> [Exercise aim] Rewrite the lines below as a numbered list, skipping any blank lines and leaving out the pictures.

(Items stored from a collection)
───
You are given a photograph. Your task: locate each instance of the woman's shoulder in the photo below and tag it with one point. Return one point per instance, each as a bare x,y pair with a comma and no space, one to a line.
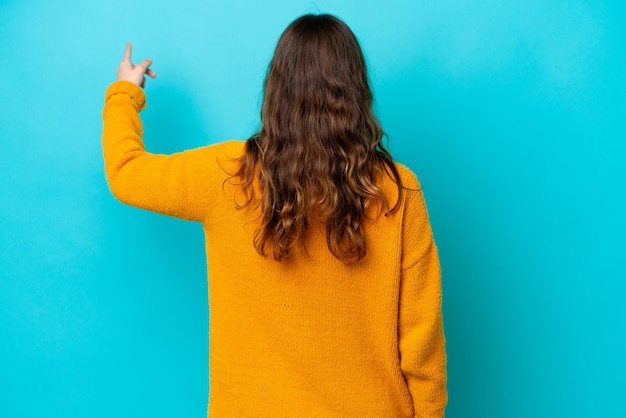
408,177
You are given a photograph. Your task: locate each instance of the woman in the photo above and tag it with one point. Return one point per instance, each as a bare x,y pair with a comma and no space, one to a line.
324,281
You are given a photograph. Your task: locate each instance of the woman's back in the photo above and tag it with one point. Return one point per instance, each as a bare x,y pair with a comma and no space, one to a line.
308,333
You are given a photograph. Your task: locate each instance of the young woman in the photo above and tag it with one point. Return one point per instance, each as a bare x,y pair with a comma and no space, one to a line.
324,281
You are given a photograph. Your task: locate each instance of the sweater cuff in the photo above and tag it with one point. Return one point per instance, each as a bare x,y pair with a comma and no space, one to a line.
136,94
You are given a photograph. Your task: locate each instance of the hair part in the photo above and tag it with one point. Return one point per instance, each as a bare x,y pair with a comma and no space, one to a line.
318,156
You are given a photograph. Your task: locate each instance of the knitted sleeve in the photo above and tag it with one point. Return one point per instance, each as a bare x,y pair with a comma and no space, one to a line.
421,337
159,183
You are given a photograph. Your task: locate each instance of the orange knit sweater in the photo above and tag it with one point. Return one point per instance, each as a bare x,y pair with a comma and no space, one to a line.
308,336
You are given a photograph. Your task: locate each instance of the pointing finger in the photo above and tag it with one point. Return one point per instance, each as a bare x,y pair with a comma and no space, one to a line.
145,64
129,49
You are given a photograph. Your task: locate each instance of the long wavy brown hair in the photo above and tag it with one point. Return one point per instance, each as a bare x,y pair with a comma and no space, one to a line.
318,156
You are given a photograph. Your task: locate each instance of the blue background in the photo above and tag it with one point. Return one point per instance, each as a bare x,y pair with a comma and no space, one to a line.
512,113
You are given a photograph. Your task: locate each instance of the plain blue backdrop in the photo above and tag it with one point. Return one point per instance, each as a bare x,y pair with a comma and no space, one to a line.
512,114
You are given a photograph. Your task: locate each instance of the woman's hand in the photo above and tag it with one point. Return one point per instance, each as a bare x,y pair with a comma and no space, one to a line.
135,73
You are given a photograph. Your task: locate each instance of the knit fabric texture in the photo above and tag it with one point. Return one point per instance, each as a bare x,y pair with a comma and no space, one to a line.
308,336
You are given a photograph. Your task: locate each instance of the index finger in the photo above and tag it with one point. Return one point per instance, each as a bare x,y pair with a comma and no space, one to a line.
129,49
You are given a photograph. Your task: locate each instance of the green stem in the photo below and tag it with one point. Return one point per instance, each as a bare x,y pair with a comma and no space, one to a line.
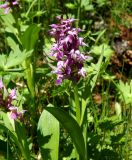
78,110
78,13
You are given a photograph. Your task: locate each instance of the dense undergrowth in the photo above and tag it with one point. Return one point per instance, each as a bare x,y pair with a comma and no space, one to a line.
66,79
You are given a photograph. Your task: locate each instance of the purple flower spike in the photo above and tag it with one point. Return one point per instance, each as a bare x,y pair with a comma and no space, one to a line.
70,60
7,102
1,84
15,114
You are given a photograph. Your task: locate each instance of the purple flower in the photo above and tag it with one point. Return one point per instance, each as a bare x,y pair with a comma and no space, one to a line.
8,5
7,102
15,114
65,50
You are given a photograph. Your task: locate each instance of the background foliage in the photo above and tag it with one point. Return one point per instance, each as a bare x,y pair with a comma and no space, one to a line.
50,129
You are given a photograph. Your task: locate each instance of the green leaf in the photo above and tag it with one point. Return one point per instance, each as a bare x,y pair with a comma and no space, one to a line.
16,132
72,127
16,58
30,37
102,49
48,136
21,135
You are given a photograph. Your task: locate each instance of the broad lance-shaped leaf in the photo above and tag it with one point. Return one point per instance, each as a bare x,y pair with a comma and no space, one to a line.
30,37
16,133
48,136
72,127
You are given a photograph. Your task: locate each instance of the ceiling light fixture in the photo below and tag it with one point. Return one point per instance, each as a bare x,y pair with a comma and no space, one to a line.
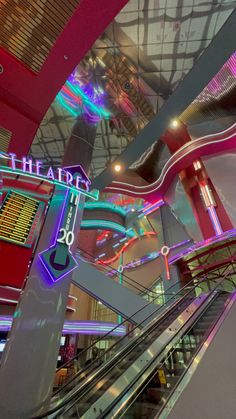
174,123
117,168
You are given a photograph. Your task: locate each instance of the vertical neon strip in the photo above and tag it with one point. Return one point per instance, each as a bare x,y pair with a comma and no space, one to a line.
───
> [Task output]
1. You are given a photograph. Your task: locate each instance of the woman's shoulder in the photo below and tag it with one point. Return one point per instance, each as a bare x,y pair with a comma and no space, one to a line.
2. 408,177
3. You are given a photograph. Your task: locate each instance of the woman in the photo above and tag it with one point. Return one point per instance, each as a bare x,y pair with a comma and no space, one to a line.
4. 324,281
5. You are given a photograph. Your task: locate each instance of the woman's back in the photo above and tag it with one point. Return one point per instance, each as a bare x,y pair with a comma and no space, one to a line.
6. 308,333
7. You are given a photograph. Your task: locate each instance of the young woman in the photo above and tag it with one point. Return one point per instance, each as a bare x,y pair with a comma and no space, one to a line.
8. 324,281
9. You are given a photograph. Your task: locate each instance of the sweater cuff in the photo above and tag it with one point. Return one point per instance, each as a bare x,y pair with a comma and no space, one to a line.
10. 136,94
11. You are given a photograph. Your task: locate each instance of the hair part in the photo above and tag it with one point. Return one point per instance, each as a bare x,y pair with a comma and no space, one to a line.
12. 318,156
13. You are given a photograph. Your task: locate each instance of the knitted sleeve in the photo above and tag it with one point. Return one point per instance, each as a bare x,y pair with a comma and no space, one to a line.
14. 421,337
15. 159,183
16. You are given a photograph. Your task: locate each instance of the orange knit sweater in the photo above and tag it with one point. Return one point per instance, each as a bare x,y pair with a comma and no space, one to a line.
17. 308,336
18. You are given a photograph. Your task: locate each instance of the pointing finger in the photo above and tag it with one point. Return one point per instance, each as a bare x,y pair with a comma and no space, one to a line.
19. 145,64
20. 129,49
21. You are given a photograph. Your task: locate each instance of the long wavy brown hair in the photo above and tag it with one point. Return one point per instance, each as a bare x,y pair with a comma and no space, one to a line.
22. 318,156
23. You are given a photograph. Your task: locate each instance of the blue background in the photo above and tag it with one point. Return one point per instance, each as a bare x,y pair with a comma and no space, one to a line.
24. 512,113
25. You are given a photograph. Your task: locate each instance of the plain blue backdrop in the photo above and tag it with one point. Return one point per instance, each as a bare x,y pair with a comma and no space, one to a line.
26. 512,114
27. You are given a photograph. Your task: locate each instance of the woman's hand in the photo above and tag it with one point. Return one point per instance, each as a bare x,y pair with a comma and no space, one to a line.
28. 135,73
29. You are given a photograph. Your task: locate each instance of the knit fabric texture in the photo above and tag it with one point. Return one point per instance, each as a bare x,y pair with a comma and no space, one to a line.
30. 308,336
31. You are given a photograph. Your task: locate each instance of the index finger in the photo above and tag it with one point. Return one point per instance, each as a bare x,y pair with a comma and no space, one to a line.
32. 129,49
33. You are given a photograph. Your task: locate each instance of the green stem in the photo below and tag it with one point. Return one point per instance, each as a bare x,y pair with a comma and no space, one to a line.
34. 78,110
35. 78,13
36. You are given a photograph. Your task: locate each instance of the dense undergrowth in the photo above and tag it with one point. Return one point per instance, each as a bare x,y pair with a comma and no space, one to a line.
37. 66,79
38. You are given a photograph. Your task: locate each instance of the purple flower spike in the photo above and tag it with one point. Return one point per instance, each as a bare x,y pair with a comma and no space, one to a line.
39. 70,60
40. 7,102
41. 1,84
42. 15,114
43. You are given a photograph. Your task: locate each instance of the purple flower in the photo above and tag it with one point. Return one point per instance, each as a bare x,y pair with a comma and no space, one to a line.
44. 8,5
45. 7,102
46. 15,114
47. 65,50
48. You are given a photograph. Your task: locate each instance of the background foliage in the photo above and tag it with one point. Return one point per instance, each as a bare x,y pair with a comma and no space, one to a line.
49. 50,129
50. You are given a photograph. Your task: locate each instance of the green leaf in the photo above and tag it with one point. Return one point per instance, each as a bare x,y pair with a comma and no space, one to a line.
51. 16,132
52. 72,127
53. 16,58
54. 30,37
55. 102,49
56. 48,136
57. 21,135
58. You are given a photograph. Your task: locate each instance of the broad lance-shaped leaf in the photo above and tag it with one point. Return one point per instance, each as a bare x,y pair with a comma and no space, one to a line.
59. 30,37
60. 16,133
61. 48,136
62. 72,127
63. You are given a photograph. Your task: locate each instance of the ceiling light fixture in the photo below and tag it with one point. Return one point per instance, each as a bare x,y pair with a comma and no space, one to a line.
64. 174,123
65. 117,168
66. You are given a photograph. Your task: locate each instance of the vertical neon strip in the photo above and tag it with one point. Return one point per instance, each as a bare x,y pair with a comma and no space, one to a line.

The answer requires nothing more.